> **Consegne dell'esercizio**:
[a] Nel testo sulle critiche alla norma dell'EPA, quale incarico ricopre Gretchen Goldman?
[b] Prosegui il testo sulle critiche alla norma dell'EPA, riprendendo dopo la sua ultima frase.

> **Testo in esame**:

Voci molto preoccupate si sono sollevate all'interno dell'Union of concerned scientist, un'organizzazione senza scopo di lucro fondata nel 1969 da scienziati e studenti del Massachussets institute technology con l'obiettivo di contribuire, attraverso una scienza rigorosa e indipendente, alla soluzione dei principali problemi del pianeta. Gretchen Goldman, direttrice di ricerca del Centro per la scienza e la democrazia dell'Ucs, sul suo profilo twitter ha scritto che "la norma che limita la scienza dell'EPA devasterà la capacità della stessa agenzia di proteggere le comunità dalle sostanze chimiche tossiche".

> **Dati forniti**:
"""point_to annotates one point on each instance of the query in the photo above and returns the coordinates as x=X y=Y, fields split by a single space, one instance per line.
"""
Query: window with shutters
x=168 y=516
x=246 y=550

> **Risposte per consegna**:
[a] È direttrice di ricerca del Centro per la scienza e la democrazia dell'Ucs.

[b]
The rule restricting EPA science will devastate the EPA's ability to protect communities from toxic chemicals. It's flying under the radar, but this will be a huge problem especially for environmental justice communities. @anita_desikan has more: https://t.co/UZhkS0AaHR
— Gretchen Goldman, PhD (@GretchenTG) 15 novembre 2019
Un ulteriore elemento di preoccupazione deriva dal fatto che nella nuova bozza della proposta dell'Epa, a differenza di quella avanzata nel 2018, si prevede la possibilità che la regola della trasparenza venga applicata retroattivamente agli studi che in passato sono stati utilizzati per sostenere le regolamentazioni attuate.
Pareri negativi sui cambiamenti ipotizzati dall'agenzia americana per la protezione dell’ambiente sono arrivati anche dalla National association of pediatric nurse practitioners che, riporta sempre il New york times, ha espresso il timore che la norma "alla fine si tradurrà in una protezione ambientale e sanitaria più debole e maggiori rischi per la salute dei bambini".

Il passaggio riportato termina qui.